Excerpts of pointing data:
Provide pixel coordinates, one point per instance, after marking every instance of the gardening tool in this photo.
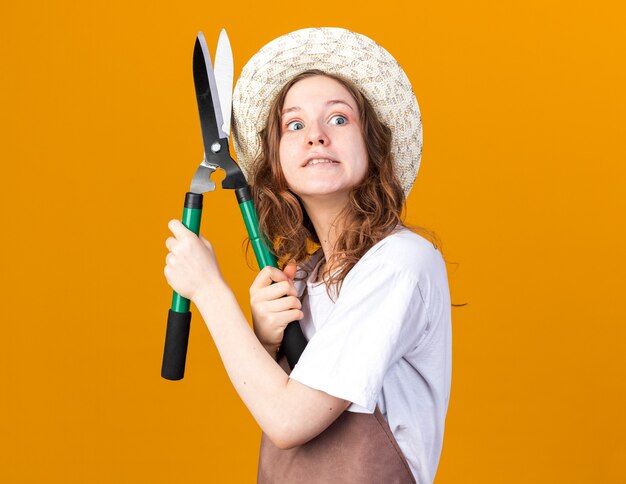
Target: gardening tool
(214, 95)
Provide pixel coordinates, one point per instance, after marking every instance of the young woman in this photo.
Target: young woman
(328, 132)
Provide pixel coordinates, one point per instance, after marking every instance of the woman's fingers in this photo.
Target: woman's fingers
(275, 291)
(169, 243)
(290, 270)
(266, 276)
(282, 304)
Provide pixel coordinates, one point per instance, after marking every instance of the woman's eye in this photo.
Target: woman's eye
(295, 126)
(338, 119)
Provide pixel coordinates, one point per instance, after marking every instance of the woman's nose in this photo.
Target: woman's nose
(317, 136)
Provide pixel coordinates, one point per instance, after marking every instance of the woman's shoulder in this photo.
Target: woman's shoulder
(405, 251)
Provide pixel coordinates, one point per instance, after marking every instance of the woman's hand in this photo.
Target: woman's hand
(274, 306)
(190, 265)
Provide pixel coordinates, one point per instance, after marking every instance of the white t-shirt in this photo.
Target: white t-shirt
(386, 341)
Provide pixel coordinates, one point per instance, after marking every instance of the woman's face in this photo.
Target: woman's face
(322, 150)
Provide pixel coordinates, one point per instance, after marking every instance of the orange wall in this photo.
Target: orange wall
(522, 178)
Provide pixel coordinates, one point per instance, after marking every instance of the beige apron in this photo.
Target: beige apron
(355, 448)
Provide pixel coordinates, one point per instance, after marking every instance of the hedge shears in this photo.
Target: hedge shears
(214, 96)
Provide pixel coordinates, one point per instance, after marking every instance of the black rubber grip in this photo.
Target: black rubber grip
(294, 343)
(176, 340)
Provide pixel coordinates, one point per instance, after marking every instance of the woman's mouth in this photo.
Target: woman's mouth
(318, 161)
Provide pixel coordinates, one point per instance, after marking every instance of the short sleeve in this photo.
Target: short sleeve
(379, 316)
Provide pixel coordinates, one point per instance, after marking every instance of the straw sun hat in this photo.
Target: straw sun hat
(335, 51)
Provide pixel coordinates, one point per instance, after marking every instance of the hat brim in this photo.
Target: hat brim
(335, 51)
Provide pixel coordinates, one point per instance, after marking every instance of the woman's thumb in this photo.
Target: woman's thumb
(290, 270)
(205, 241)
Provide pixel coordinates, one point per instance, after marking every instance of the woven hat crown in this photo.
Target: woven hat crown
(336, 51)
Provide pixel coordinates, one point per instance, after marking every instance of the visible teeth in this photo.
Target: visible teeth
(320, 160)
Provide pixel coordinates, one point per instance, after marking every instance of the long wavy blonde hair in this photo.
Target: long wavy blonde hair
(375, 206)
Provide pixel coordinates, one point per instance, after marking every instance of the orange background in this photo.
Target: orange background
(522, 178)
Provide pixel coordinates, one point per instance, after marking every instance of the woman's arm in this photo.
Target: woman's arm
(289, 412)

To do: Substitute "amber" for "orange" in the lines running from the line that contains "background in this photo." through the final line, and give only those lines with all else unchanged.

Response below:
Provide pixel coordinates, one point per instance, after marking every instance of the amber background in this photo.
Target: amber background
(522, 178)
Provide pixel coordinates, one point per instance, after marking every instance of the woman's arm in this photo.
Target: woman's arm
(289, 412)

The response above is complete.